═════ Exercise material
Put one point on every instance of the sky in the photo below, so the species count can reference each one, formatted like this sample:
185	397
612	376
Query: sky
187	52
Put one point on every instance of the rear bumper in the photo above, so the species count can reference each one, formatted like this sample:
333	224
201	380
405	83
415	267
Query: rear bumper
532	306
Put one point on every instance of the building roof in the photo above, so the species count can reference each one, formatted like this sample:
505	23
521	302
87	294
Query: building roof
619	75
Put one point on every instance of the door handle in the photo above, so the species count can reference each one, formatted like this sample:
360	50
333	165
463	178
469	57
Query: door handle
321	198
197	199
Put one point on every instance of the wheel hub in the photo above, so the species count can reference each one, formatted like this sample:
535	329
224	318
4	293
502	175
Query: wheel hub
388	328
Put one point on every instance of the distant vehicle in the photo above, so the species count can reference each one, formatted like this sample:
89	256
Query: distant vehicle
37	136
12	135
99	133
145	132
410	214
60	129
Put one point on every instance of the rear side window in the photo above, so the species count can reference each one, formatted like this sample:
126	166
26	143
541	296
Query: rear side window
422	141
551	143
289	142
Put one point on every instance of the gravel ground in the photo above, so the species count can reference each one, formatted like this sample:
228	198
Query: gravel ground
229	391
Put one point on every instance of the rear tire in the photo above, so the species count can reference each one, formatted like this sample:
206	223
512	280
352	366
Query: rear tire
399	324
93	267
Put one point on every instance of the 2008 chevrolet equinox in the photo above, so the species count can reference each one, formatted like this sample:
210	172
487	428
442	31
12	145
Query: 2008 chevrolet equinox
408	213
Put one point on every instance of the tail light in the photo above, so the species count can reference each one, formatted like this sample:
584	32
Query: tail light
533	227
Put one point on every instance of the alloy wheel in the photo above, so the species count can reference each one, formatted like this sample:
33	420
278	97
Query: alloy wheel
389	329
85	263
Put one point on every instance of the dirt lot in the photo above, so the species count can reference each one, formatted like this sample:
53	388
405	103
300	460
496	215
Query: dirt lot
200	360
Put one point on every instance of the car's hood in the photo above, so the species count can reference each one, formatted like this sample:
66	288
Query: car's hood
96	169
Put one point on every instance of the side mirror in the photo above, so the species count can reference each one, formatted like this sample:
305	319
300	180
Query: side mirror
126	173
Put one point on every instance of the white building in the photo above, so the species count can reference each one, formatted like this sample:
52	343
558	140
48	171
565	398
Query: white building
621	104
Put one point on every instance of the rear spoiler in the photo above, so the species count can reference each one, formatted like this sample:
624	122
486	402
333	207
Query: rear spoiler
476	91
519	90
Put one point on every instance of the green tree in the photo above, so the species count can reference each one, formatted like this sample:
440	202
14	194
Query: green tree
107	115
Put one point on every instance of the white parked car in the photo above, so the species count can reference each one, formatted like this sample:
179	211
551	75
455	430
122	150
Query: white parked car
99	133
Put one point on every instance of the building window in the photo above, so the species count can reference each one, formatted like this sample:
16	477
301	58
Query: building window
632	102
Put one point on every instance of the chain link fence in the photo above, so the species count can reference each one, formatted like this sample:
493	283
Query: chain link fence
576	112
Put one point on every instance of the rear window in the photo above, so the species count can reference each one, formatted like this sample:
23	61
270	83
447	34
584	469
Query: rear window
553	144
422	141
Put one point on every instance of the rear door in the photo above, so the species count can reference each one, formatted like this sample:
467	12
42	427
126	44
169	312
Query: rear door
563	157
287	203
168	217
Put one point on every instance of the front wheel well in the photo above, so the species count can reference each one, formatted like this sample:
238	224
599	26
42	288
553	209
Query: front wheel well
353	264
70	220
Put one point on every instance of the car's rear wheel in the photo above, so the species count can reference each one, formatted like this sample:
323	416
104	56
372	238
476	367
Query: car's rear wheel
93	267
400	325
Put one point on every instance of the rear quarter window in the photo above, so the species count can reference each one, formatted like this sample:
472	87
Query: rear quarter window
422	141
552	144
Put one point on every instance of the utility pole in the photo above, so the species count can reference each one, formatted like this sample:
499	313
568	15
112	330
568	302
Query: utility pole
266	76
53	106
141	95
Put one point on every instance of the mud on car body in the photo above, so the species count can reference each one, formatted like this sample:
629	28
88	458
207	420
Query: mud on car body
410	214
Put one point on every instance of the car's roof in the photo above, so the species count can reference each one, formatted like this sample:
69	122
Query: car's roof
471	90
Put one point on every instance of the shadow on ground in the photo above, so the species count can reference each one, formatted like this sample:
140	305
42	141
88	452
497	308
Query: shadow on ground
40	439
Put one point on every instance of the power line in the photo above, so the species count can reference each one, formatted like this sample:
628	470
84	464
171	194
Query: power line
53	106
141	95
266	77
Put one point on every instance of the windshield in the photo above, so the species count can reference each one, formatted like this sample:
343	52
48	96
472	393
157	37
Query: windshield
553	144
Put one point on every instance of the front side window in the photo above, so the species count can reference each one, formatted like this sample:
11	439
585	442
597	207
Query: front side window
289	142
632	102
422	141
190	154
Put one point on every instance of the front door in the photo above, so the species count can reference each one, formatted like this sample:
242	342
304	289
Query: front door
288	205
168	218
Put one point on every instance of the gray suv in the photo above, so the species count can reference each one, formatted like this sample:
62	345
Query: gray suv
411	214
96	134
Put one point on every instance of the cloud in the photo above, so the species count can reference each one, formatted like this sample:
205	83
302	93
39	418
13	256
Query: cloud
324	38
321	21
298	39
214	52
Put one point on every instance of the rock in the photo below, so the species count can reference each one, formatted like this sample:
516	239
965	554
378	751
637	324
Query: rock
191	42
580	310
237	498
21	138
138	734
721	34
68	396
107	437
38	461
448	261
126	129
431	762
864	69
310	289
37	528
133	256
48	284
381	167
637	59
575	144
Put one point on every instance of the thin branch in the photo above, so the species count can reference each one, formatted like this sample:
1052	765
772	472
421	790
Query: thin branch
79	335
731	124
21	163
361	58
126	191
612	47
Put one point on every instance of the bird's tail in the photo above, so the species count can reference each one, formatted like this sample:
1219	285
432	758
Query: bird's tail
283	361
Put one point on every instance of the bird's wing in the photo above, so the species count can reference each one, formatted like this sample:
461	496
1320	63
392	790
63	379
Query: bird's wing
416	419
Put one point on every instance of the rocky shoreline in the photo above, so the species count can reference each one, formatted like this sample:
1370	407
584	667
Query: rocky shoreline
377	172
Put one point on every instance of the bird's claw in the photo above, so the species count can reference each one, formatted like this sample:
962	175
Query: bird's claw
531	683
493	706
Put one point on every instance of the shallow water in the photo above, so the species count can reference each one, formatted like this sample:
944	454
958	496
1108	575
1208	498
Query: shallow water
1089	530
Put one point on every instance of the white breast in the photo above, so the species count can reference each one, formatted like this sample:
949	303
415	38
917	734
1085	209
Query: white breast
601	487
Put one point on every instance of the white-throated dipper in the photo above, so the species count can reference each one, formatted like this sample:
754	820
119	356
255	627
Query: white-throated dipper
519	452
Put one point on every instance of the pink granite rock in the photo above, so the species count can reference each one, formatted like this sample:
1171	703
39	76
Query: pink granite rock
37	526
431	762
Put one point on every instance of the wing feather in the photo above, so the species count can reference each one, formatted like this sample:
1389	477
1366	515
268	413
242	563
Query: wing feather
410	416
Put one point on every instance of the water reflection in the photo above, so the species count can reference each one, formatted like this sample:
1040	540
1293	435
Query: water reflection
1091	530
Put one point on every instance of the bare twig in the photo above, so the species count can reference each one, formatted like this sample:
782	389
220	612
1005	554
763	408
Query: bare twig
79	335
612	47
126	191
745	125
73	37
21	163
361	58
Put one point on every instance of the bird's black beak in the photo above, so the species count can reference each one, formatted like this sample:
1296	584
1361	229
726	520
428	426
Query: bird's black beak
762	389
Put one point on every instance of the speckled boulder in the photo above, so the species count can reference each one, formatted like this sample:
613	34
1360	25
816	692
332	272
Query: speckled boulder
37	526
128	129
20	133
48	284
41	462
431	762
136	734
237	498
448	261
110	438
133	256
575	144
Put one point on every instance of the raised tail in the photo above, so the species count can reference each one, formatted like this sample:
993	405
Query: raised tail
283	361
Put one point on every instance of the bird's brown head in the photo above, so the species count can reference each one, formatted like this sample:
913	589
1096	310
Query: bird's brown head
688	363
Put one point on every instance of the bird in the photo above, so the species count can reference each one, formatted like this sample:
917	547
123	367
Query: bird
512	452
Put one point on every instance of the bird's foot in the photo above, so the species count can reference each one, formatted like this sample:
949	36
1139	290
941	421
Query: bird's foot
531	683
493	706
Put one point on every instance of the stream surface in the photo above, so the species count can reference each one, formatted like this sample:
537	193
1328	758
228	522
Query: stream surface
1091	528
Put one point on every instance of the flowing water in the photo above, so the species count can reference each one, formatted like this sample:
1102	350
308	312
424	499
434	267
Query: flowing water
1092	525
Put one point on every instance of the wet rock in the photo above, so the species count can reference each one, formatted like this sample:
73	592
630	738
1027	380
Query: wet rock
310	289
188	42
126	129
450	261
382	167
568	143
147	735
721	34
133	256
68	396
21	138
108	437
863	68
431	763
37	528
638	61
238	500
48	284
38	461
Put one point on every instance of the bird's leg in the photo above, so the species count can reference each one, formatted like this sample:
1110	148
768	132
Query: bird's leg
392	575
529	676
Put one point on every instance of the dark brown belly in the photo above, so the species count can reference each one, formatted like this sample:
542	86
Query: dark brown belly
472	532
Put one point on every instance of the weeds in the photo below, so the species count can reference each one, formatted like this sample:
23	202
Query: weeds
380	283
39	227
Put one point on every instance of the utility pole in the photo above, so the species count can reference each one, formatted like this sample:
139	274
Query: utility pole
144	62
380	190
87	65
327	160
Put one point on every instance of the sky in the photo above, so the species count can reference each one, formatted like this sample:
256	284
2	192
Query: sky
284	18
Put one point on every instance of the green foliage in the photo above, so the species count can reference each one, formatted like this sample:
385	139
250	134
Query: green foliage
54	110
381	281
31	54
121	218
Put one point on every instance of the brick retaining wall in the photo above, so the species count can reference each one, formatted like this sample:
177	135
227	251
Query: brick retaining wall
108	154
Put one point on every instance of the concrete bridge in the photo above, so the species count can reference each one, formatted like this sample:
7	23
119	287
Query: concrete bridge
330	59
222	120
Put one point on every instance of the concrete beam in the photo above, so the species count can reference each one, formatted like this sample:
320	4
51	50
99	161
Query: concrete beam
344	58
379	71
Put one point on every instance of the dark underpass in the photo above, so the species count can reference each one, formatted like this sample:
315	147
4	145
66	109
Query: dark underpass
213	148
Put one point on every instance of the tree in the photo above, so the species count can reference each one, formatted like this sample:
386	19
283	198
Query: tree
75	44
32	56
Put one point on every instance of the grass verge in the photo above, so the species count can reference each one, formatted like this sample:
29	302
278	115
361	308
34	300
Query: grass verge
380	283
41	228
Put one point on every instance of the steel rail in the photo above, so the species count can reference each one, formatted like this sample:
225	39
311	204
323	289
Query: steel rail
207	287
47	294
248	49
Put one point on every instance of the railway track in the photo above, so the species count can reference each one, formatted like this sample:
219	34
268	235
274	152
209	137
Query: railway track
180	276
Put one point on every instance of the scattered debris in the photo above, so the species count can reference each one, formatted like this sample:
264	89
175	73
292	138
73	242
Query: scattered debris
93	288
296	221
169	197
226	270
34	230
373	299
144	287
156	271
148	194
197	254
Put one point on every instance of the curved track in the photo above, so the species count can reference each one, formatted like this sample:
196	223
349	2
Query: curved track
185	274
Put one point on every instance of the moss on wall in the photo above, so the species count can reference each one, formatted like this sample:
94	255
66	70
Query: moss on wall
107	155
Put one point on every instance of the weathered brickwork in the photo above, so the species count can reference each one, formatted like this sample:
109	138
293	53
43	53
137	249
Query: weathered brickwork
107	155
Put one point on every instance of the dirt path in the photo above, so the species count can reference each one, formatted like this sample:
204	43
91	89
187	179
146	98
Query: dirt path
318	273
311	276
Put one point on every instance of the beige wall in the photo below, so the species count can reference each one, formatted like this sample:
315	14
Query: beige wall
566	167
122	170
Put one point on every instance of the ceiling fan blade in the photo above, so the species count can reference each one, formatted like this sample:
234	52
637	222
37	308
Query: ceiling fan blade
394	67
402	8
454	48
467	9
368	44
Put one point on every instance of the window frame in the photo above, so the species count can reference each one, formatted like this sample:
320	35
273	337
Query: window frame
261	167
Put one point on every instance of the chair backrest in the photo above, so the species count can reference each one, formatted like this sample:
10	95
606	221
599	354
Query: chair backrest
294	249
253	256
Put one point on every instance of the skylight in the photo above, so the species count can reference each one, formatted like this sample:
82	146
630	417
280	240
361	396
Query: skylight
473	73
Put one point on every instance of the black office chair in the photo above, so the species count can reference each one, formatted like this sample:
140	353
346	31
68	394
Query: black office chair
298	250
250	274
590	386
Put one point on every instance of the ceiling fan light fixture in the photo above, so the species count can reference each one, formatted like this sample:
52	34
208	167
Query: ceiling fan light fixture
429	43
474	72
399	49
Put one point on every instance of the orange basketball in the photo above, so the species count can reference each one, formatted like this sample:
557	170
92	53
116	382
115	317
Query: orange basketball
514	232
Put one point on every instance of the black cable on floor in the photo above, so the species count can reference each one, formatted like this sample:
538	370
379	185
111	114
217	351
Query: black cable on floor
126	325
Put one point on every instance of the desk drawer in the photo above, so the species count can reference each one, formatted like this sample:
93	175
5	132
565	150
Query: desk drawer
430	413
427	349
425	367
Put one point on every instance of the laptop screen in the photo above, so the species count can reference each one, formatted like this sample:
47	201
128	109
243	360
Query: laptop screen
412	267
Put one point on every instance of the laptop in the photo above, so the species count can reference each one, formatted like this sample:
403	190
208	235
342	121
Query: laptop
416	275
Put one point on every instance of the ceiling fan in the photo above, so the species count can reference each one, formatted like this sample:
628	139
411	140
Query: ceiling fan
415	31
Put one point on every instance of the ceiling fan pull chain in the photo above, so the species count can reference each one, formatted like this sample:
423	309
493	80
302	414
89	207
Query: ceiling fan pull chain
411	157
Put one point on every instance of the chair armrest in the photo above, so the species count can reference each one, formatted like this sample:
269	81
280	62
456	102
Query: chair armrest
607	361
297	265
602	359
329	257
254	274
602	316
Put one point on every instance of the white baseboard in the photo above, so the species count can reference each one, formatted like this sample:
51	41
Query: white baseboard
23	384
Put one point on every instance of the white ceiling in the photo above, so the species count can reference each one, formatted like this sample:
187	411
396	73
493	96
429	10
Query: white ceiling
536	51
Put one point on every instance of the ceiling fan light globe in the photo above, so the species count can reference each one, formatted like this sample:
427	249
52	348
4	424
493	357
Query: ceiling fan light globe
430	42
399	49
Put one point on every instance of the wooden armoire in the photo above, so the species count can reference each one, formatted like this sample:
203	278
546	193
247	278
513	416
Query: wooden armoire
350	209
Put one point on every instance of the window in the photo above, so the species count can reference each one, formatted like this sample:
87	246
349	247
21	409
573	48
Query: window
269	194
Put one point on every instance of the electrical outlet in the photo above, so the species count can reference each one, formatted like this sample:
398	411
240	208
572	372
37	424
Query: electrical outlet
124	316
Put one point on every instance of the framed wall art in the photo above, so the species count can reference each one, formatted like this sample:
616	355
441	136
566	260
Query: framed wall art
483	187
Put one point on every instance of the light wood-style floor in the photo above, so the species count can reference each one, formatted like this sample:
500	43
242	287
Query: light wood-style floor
══════════
Task details »
Exactly repeat the lines from the line that contains "Put one point on every instance of the white baseboard" to the end of the entries, both included, and leave out all other lines.

Correct result »
Put one point on every instance of the white baseboard in the photo above, so the species count can reference each one, formatted like this sample:
51	41
Query: white baseboard
23	384
Put one point on every instance of the white ceiling in the photo above, so the species count can reference each one, formatted like this sample:
187	411
396	73
493	96
429	10
Query: white ceiling
536	51
Put one point on every instance of the ceiling fan light globe in the photo above, so the species count can reference each one, formatted like this sample:
427	249
52	348
4	424
493	357
Query: ceiling fan light globe
430	42
399	49
Put one point on every instance of the wooden armoire in the photo above, so the species count can reference each one, formatted like this sample:
203	278
546	193
247	278
513	416
Query: wooden armoire
350	209
Put one point on every instance of the window in the photo above, so the species count can reference each one, formatted like this sample:
87	246
349	247
21	409
573	48
Query: window
269	194
Put one point on every instance of the electrical outlet in the photo above, so the species count can reference each one, formatted like this sample:
398	411
240	208
572	372
37	424
Query: electrical outlet
124	316
Put one point on every instance of the framed wall art in the photo above, so the species count can reference each one, formatted like this sample:
616	355
441	136
566	260
Query: framed wall art
483	187
Put one point on every instance of the light wood-style floor in the photo above, so the species count can reference each one, formatted like this sample:
500	43
242	287
Query: light wood-style floor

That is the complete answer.